■ 练习说明 ■
请改写资料中自包含“Check that one keypoint sits on every instance of the cracked”的那一行起、至资料末尾止的部分（首尾两行均包括在内），将其中的“concrete ledge”替换为“stone ledge”，其余内容一概不变，且仅给出这一部分。

────────────────────────────────────────

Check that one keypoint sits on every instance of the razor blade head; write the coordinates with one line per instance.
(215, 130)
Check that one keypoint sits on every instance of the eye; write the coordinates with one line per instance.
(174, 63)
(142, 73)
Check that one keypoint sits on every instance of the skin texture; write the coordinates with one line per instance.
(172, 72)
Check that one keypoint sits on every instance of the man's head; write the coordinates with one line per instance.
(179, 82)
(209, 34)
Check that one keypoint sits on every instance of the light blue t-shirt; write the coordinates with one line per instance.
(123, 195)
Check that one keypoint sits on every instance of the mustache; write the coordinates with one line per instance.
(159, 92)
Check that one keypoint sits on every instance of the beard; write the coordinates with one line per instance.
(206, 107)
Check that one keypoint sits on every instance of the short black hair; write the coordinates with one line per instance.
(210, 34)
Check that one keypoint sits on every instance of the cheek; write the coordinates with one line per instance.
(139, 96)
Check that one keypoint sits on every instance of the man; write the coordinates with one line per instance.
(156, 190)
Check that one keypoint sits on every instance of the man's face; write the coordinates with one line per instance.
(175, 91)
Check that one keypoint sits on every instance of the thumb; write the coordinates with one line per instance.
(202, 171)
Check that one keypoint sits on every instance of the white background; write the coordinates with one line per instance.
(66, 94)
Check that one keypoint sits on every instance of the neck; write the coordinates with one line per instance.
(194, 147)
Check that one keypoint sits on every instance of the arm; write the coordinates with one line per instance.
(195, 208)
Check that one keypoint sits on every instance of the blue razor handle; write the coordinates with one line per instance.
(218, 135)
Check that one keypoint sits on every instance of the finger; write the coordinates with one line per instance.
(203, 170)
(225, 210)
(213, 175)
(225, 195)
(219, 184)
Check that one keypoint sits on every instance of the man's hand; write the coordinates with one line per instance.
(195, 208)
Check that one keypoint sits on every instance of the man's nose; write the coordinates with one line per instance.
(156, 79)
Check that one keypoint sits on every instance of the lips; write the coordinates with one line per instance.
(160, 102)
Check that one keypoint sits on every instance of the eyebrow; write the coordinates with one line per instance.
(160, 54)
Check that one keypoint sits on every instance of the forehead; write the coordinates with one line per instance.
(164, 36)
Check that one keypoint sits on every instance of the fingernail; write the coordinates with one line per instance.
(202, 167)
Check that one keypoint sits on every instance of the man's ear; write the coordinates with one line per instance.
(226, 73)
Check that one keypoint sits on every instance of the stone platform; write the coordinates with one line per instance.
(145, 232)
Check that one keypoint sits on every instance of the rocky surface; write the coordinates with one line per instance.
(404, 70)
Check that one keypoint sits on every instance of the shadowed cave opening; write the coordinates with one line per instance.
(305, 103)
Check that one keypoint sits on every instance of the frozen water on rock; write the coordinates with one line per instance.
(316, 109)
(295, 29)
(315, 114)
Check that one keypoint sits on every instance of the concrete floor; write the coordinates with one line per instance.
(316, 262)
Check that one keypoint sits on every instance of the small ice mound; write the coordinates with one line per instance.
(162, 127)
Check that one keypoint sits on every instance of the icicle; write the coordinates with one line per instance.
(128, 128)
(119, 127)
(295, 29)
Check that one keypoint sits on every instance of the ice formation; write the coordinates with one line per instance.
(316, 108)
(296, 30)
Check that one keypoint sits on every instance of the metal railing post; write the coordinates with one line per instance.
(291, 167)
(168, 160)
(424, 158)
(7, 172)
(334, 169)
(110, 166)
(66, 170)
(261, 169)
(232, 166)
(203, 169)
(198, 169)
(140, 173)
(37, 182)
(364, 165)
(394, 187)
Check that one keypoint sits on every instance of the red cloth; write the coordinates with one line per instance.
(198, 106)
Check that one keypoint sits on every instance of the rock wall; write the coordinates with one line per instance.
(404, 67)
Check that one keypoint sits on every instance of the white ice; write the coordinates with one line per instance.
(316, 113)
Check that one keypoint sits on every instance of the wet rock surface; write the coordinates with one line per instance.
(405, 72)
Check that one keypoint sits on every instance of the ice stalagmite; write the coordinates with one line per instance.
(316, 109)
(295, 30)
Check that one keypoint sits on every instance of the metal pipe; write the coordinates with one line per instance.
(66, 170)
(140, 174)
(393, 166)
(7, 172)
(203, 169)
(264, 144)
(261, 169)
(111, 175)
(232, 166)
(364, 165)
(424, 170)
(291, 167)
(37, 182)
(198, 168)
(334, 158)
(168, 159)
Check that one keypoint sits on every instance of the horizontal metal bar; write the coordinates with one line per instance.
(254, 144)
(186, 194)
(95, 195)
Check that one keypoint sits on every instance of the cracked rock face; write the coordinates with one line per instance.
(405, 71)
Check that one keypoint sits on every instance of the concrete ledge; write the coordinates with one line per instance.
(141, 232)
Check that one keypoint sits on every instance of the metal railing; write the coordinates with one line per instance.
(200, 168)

────────────────────────────────────────

■ 练习结果 ■
Check that one keypoint sits on every instance of the cracked rock face; write the coordinates with one line per instance.
(405, 71)
Check that one keypoint sits on every instance of the stone ledge; write the coordinates with one line per instance.
(141, 232)
Check that one keypoint sits on every instance of the metal railing; write the coordinates with one line per instance.
(200, 168)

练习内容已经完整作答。